### Aufgabenstellung
A. Warum bittet Pollution im Forenbeitrag zu Sim City 5 um Hilfe? Erkläre es in ein bis drei Sätzen.
B. Kopiere aus dem Forenbeitrag zu Sim City 5 den Abschnitt, der mit den Worten „Ich starte das“ beginnt und nach den Worten „suchen würde ..“ endet.
C. Wie viele Sekunden nach dem Erscheinen der Stadt stürzt das Spiel laut dem Forenbeitrag zu Sim City 5 ab?

### Ausgangstext
—————

# &quot;Sim City 5 funktioniert nicht mehr&quot; - Hilfe



## Pollution (4. Mai 2013)

Hallo meine Freunde,
ich hab mir vorgestern mal Sim City zugelegt.
Das Spiel ist an sich erstmal richtig cool und ich zock' auch mit ein paar Freunden in einer Region.
Allerdings hab ich seit gestern Abend ein Problem.
Ich starte das Spiel -> Spielen -> Map lädt -> ich sehe meine hässliche Stadt => circa 5-10 Sekunden später stürzt das Spiel ab -> "Sim City funktioniert nicht mehr. Sobald eine Lösung gefunden ist, werden Sie benachrichtigt."
Mal ganz ehrlich, also ob Windoof eine Lösung suchen würde ..

—————

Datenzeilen
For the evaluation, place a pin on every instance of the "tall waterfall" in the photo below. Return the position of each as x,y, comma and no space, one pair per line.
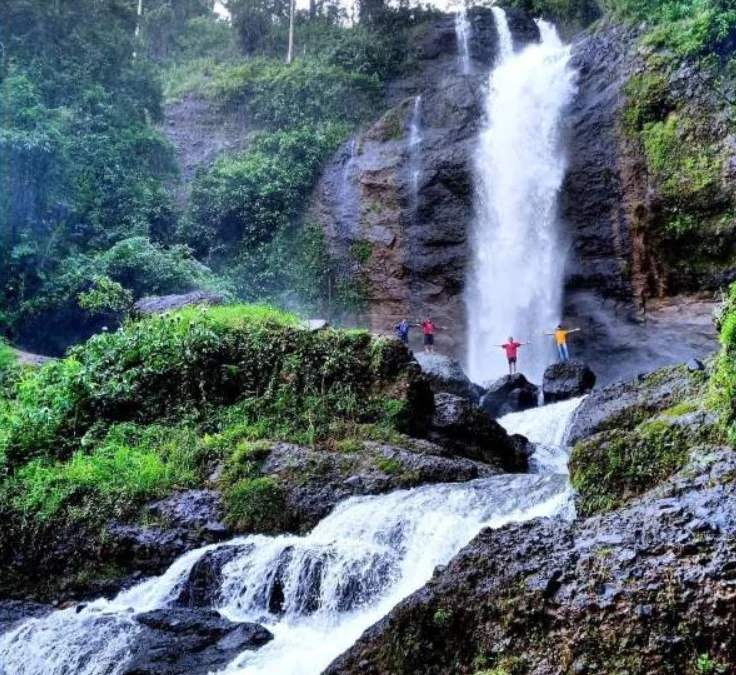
356,565
516,280
415,150
462,31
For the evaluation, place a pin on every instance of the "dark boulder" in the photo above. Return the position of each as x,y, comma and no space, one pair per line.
640,587
191,642
193,509
626,404
314,482
14,612
467,431
511,393
168,303
186,520
567,380
446,375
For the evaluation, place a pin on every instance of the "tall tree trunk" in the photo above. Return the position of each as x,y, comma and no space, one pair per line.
290,55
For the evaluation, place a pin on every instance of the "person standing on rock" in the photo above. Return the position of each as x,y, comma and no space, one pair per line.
512,351
402,331
428,328
561,334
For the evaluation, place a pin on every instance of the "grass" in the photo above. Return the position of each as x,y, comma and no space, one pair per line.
132,415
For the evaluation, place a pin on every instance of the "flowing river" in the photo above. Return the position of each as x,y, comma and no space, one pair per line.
357,564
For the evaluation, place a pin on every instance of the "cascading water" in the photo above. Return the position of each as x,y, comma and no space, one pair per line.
462,31
415,150
515,285
335,582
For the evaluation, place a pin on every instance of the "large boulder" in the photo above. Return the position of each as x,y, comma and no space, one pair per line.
567,380
186,520
626,404
511,393
468,431
647,589
168,303
189,641
446,375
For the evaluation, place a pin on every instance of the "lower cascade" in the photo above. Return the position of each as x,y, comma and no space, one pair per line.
332,584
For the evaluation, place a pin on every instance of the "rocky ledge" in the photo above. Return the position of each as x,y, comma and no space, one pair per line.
645,589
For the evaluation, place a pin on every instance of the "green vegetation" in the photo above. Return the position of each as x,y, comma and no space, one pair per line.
570,15
89,220
614,466
133,414
723,381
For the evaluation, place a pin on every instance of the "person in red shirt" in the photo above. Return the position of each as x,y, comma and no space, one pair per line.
512,350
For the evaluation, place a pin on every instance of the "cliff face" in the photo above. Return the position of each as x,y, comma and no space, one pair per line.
396,201
648,199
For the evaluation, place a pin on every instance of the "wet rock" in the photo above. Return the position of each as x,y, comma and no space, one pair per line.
604,608
14,612
511,393
191,642
470,432
205,578
314,482
193,509
446,375
567,380
419,236
168,303
627,403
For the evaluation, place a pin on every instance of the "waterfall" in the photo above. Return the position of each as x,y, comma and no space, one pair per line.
415,150
335,582
462,31
516,279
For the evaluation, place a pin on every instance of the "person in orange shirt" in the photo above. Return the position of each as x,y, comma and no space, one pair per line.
561,334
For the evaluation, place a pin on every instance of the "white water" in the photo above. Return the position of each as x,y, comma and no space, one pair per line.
356,565
515,286
415,149
547,428
462,31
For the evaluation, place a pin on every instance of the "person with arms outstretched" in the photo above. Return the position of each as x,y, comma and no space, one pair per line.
512,351
561,334
402,331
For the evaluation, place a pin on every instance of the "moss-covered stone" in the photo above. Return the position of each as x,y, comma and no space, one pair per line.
615,466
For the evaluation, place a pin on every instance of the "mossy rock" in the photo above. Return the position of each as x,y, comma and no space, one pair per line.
614,466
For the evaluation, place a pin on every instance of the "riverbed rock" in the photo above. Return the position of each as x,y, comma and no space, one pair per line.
509,394
649,586
314,482
14,612
189,642
567,380
470,432
169,303
446,375
626,404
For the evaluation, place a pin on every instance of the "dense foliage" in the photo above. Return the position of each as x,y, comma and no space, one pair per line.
86,175
133,413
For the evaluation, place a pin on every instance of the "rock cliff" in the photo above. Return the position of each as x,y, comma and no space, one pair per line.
397,202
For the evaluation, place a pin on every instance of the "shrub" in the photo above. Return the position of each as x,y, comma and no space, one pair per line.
257,504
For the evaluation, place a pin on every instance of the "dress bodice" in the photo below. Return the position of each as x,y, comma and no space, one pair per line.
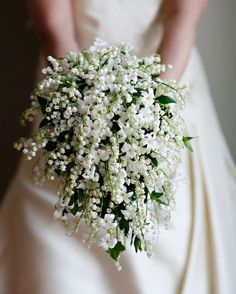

—————

### Lösungen
A. Seit dem Vorabend stürzt das Spiel jedes Mal ab, etwa 5 bis 10 Sekunden nachdem die Karte geladen ist und die eigene Stadt erscheint. Danach kommt die Meldung „Sim City funktioniert nicht mehr“.

B.
Ich starte das Spiel -> Spielen -> Map lädt -> ich sehe meine hässliche Stadt => circa 5-10 Sekunden später stürzt das Spiel ab -> "Sim City funktioniert nicht mehr. Sobald eine Lösung gefunden ist, werden Sie benachrichtigt."
Mal ganz ehrlich, also ob Windoof eine Lösung suchen würde ..

C. Nach circa 5 bis 10 Sekunden.